**DATASET EXTRACT**
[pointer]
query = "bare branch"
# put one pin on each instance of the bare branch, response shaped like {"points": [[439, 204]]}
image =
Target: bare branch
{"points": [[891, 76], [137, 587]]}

**TASK TO COMPLETE**
Please find each line in the rows above that contains the word "branch" and copy those lines; case counts.

**RESPONSE**
query = "bare branch"
# put one pin on each instance of the bare branch, response shaped like {"points": [[439, 204]]}
Target: bare branch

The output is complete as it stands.